[Document passage]

There are three things that need to be relocated: full addresses (like
JSR SUB), low bytes (like LDA #<TABLE_ADDR), and high bytes (like
LDA #>TABLE_ADDR).  The first three fields give the number of each type of
relocation that has to be done, and the next three fields give the addresses
in the raw code range where these relocations need to be applied.  Each
address in this section takes two bytes.  For a really big and complicated
program, this section could exceed 64K in size, so a 32-bit value for this
section's size is given in the file header.  For the three example
instructions given here, the relocation address would always be the second
byte of the instruction.  For assembler directives like:

tableA: db <code1, <code2, <code3
tableB: db >code1, >code2, >code3
tableW: dw code1, code2, code3

Where the "codeN"s are all addresses in the program range, the relocation
addresses would all be where the specified bytes and words get put into
memory.

Automatically coming up with the relocation addresses requires inside
information that is available only at the symbolic level of a assembler, so
generating this relocation information has to built into an assembler.  The
assembler has to keep track of which values are addresses that are inside of
the code range and which operands are not.  The assembler also has to
carefully evaluate expressions like:

LDA #>code3-code2
LDX #<code1+5
LDY #>code3-code2+code1

(Note: the "<" and ">" initial operators here are low-precedence
extract-low-byte and extract-high-byte operators, respectively.)

The operand for the LDA instruction is not an address high-byte; it's a
constant!  Two code sections will have a constant difference.  The LDX example
IS a relocatable reference, and so is the LDY (the size of the distance
between code3 and code2 is constant, plus a relocatable reference, gives a
relocatable reference).

Fortunately, such an assembler exists.  Well, almost.  It's called "the ACE
assembler".  It doesn't keep track fully of addresses now nor create
relocatable executable files, but it will.  It has the basic ingredients for
doing this already implemented.  And, even more important, I am on the inside
track with respect to how it works and how to change it, since I created it.

[Stated problem 1]
Answer these questions from the relocation passage:
(a) How many bytes does each address in the relocation section take?
(b) For the three example instructions, which byte of the instruction is the relocation address?
(c) What is the assembler that almost does this work called?
[Stated problem 2]
According to the relocation passage, why is the operand in "LDA #>code3-code2" not treated as an address high byte?
Rely only on the relocation passage for your answers.

[Given data]
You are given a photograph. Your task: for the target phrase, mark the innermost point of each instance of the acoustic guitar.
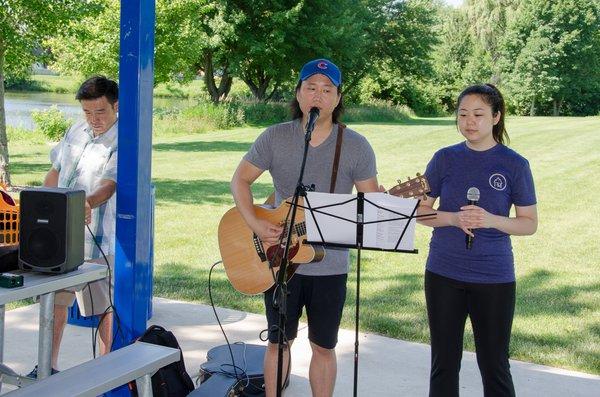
(252, 266)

[Expected answer 1]
(a) Two bytes.
(b) The second byte of the instruction.
(c) The ACE assembler.

[Expected answer 2]
The operand is a constant, not an address high byte. The difference between two code sections is constant, so "code3-code2" gives a fixed value that does not need relocation.